=== Document extract ===

The university will receive applications from 6 January for its first cohort of students, with the medical school set to enrol its first in-take in March, Muthwa said.
According to the vice chancellor, the medical school will be located at the varsity's Missionvale Campus which is close to the Dora Nginza Hospital and a number of other clinics within the city.
“It gives me the greatest pleasure to announce that Nelson Mandela University has received the final approval to offer the MBChB (Bachelor of Medicine and Bachelor of Surgery) in the country’s 10th medical school with effect from the 2021 academic year,” Muthwa said.
She noted that the final accreditation for the medical school came at a “significant” time as the country grappled with the second wave of the coronavirus pandemic that has placed even greater pressure on its health system.
The institution received approval from the South African Qualifications Authority (SAQA) to offer the MBChB qualification for its students, she said.

===

Work request A
In the article on the new medical school, rewrite everything from "According to the" down to "within the city.", changing "vice chancellor" to "university head".
Work request B
Extend the article on the new medical school past its final sentence.

=== Dataset extract ===

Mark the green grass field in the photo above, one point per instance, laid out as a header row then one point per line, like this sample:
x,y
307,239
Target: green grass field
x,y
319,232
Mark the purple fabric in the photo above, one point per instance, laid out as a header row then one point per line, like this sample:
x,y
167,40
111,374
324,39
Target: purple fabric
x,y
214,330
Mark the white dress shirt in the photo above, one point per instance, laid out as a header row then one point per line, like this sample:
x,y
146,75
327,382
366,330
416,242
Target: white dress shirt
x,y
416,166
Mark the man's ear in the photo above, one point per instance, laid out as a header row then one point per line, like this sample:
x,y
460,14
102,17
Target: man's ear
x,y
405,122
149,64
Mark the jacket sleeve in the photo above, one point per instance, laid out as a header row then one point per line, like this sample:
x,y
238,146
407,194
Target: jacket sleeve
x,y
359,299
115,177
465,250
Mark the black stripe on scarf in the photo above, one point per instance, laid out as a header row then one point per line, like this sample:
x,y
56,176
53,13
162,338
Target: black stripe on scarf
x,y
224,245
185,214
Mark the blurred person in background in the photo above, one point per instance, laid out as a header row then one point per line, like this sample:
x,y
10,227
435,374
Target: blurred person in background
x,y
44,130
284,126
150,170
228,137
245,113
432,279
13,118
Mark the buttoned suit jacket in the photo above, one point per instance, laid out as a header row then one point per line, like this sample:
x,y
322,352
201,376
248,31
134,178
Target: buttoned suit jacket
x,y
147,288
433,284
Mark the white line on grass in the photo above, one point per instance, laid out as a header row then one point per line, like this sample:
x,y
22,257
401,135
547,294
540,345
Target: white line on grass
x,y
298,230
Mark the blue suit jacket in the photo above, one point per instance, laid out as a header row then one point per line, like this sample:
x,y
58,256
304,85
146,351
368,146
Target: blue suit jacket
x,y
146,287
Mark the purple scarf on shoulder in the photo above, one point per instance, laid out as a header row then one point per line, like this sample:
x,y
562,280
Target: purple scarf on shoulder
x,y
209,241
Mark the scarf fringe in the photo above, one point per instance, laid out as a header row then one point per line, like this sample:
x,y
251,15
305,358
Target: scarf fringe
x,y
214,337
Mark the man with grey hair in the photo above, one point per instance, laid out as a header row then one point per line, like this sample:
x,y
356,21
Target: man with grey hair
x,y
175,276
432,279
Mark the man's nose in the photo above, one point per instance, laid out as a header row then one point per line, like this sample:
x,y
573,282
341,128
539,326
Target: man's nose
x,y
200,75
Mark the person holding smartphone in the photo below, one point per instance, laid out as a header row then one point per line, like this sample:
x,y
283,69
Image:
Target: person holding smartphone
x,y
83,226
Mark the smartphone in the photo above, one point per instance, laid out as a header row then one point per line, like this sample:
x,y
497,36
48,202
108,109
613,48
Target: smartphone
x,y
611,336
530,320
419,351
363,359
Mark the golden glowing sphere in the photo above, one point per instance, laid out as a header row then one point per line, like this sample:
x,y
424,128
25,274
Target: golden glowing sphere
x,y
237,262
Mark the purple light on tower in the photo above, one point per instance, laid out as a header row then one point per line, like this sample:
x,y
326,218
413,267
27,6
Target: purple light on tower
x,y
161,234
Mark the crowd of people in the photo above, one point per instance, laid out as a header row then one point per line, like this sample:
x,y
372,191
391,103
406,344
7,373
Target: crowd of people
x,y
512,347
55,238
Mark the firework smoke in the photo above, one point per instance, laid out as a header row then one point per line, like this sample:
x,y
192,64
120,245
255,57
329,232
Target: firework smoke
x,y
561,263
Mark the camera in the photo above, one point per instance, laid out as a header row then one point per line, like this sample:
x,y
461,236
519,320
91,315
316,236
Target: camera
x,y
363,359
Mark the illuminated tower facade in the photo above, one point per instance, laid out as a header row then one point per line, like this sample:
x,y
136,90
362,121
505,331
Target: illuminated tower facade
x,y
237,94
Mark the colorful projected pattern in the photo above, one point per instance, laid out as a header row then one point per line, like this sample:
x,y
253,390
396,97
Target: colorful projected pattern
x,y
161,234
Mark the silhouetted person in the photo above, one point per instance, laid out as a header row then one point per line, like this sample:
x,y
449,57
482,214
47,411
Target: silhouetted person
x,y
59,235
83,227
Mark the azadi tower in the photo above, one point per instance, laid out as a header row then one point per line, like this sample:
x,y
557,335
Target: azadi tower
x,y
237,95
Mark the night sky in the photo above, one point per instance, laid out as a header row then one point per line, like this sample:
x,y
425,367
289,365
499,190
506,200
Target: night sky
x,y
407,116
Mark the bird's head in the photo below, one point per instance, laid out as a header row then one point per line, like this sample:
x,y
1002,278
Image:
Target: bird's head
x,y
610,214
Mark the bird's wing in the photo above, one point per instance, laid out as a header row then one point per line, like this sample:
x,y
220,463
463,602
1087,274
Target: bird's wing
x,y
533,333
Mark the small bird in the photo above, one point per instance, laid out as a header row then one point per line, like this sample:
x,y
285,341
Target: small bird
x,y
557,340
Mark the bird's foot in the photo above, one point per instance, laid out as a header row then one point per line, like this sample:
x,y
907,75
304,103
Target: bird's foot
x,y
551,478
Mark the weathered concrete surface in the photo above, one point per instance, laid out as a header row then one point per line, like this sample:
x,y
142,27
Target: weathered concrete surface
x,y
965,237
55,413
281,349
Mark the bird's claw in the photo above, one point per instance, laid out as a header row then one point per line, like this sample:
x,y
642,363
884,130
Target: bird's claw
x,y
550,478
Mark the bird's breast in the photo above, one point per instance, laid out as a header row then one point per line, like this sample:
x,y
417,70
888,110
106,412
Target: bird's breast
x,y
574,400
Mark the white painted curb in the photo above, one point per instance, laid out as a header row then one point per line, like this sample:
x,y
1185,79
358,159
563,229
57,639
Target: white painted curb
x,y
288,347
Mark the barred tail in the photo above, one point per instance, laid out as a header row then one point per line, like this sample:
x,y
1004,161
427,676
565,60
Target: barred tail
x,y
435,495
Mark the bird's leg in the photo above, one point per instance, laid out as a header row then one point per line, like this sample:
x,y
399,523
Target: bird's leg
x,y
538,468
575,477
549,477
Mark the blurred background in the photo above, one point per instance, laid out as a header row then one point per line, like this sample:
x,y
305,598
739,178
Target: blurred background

===

Task response A
According to the university head, the medical school will be located at the varsity's Missionvale Campus which is close to the Dora Nginza Hospital and a number of other clinics within the city.

Task response B
The MBChB qualification would be a six-year degree that would produce graduates who are competent to work as interns in South African hospitals, according to the university.
“The university will be using an innovative, transformative, distributive teaching model that will see students come together to study across health science disciplines and leverage the benefits of technology – all towards their service to society, especially within the metro,” the NMU said.
Expectations are that the medical school would in future help address the shortage of qualified health professionals, the NMU said, adding that 65 percent of all public doctors’ posts were vacant with only one doctor serving 4,230 people in the Eastern Cape Province.